> AIM OF THE EXERCISE
Rewrite each of the rows below, changing "Object to find" to "Target object" and keeping everything else the same. Leave the pictures out of your answer.

> DATA FOR PROCESSING

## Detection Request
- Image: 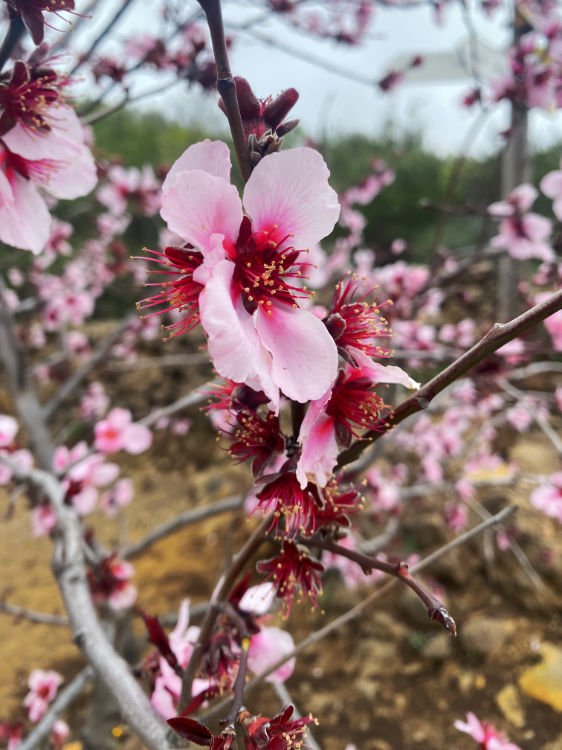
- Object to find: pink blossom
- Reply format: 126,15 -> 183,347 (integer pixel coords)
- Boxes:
455,711 -> 521,750
248,627 -> 295,683
94,408 -> 152,455
100,479 -> 134,517
80,381 -> 109,420
540,163 -> 562,221
51,719 -> 70,750
0,105 -> 97,253
531,471 -> 562,523
238,582 -> 275,617
155,141 -> 339,409
23,669 -> 63,722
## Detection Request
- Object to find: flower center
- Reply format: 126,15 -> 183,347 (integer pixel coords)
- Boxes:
233,217 -> 311,314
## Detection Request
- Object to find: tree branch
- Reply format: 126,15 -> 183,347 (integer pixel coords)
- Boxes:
179,516 -> 271,713
0,456 -> 172,750
198,0 -> 252,182
198,505 -> 517,723
0,602 -> 70,627
338,290 -> 562,468
18,667 -> 93,750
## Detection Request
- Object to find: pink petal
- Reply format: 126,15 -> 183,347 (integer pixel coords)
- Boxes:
40,146 -> 98,200
509,182 -> 539,212
256,305 -> 338,403
244,148 -> 340,250
162,140 -> 231,192
0,175 -> 51,254
199,260 -> 279,410
160,170 -> 242,251
297,407 -> 339,490
349,346 -> 420,390
123,424 -> 152,456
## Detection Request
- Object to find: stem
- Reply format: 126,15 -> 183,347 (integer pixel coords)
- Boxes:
224,603 -> 250,727
199,0 -> 252,182
179,516 -> 271,714
199,505 -> 517,723
0,11 -> 25,72
338,290 -> 562,468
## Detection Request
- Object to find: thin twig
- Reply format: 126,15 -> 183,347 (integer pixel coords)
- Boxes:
0,602 -> 70,627
43,315 -> 136,419
0,13 -> 25,72
273,680 -> 322,750
338,289 -> 562,468
18,667 -> 94,750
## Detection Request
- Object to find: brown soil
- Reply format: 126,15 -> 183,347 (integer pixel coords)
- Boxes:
0,334 -> 562,750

> RESULT OF THE EXERCISE
## Detection Request
- Image: 
- Target object: pink blossom
- Reply format: 126,15 -> 183,347 (integer pixel coords)
- Boxes:
455,711 -> 521,750
248,627 -> 295,683
94,408 -> 152,455
100,479 -> 134,517
80,381 -> 109,420
540,163 -> 562,221
51,719 -> 70,750
0,105 -> 97,253
531,471 -> 562,523
238,582 -> 275,617
155,141 -> 339,409
23,669 -> 63,722
## Detection Request
- Target object: flower center
- Reply format: 126,15 -> 183,347 (integer pixel coords)
- Boxes:
233,217 -> 311,314
## Detection Request
- Target object: tree branch
- Reply format: 126,15 -> 183,347 (integer pixel coords)
- Boxes:
179,516 -> 271,713
0,456 -> 172,750
198,0 -> 252,182
198,505 -> 517,723
0,602 -> 70,627
338,290 -> 562,468
18,667 -> 93,750
## Detection Request
- Target object: pink petal
- Reply format: 126,15 -> 183,347 (integer pixel coords)
- Boxes:
40,146 -> 98,200
509,182 -> 539,212
256,305 -> 338,403
244,148 -> 340,250
162,140 -> 231,192
0,175 -> 51,254
199,260 -> 279,410
160,170 -> 242,251
297,407 -> 339,490
349,346 -> 420,390
123,424 -> 152,456
## Detection Request
- Target object: stem
- Reply format: 126,15 -> 183,347 (integer pixel coords)
- Boxes:
224,603 -> 250,727
199,0 -> 252,182
179,516 -> 271,714
199,505 -> 517,723
0,11 -> 25,72
338,290 -> 562,468
## Detection Request
- Target object: thin twig
- Reply format: 126,15 -> 183,347 (integer pixel coords)
- Boxes:
0,602 -> 70,627
43,315 -> 136,419
0,13 -> 25,72
273,680 -> 322,750
338,289 -> 562,468
18,667 -> 94,750
## Detection Request
- Target object: brown soil
- Reply format: 126,15 -> 183,347 (integer pixel coords)
- Boxes:
0,334 -> 562,750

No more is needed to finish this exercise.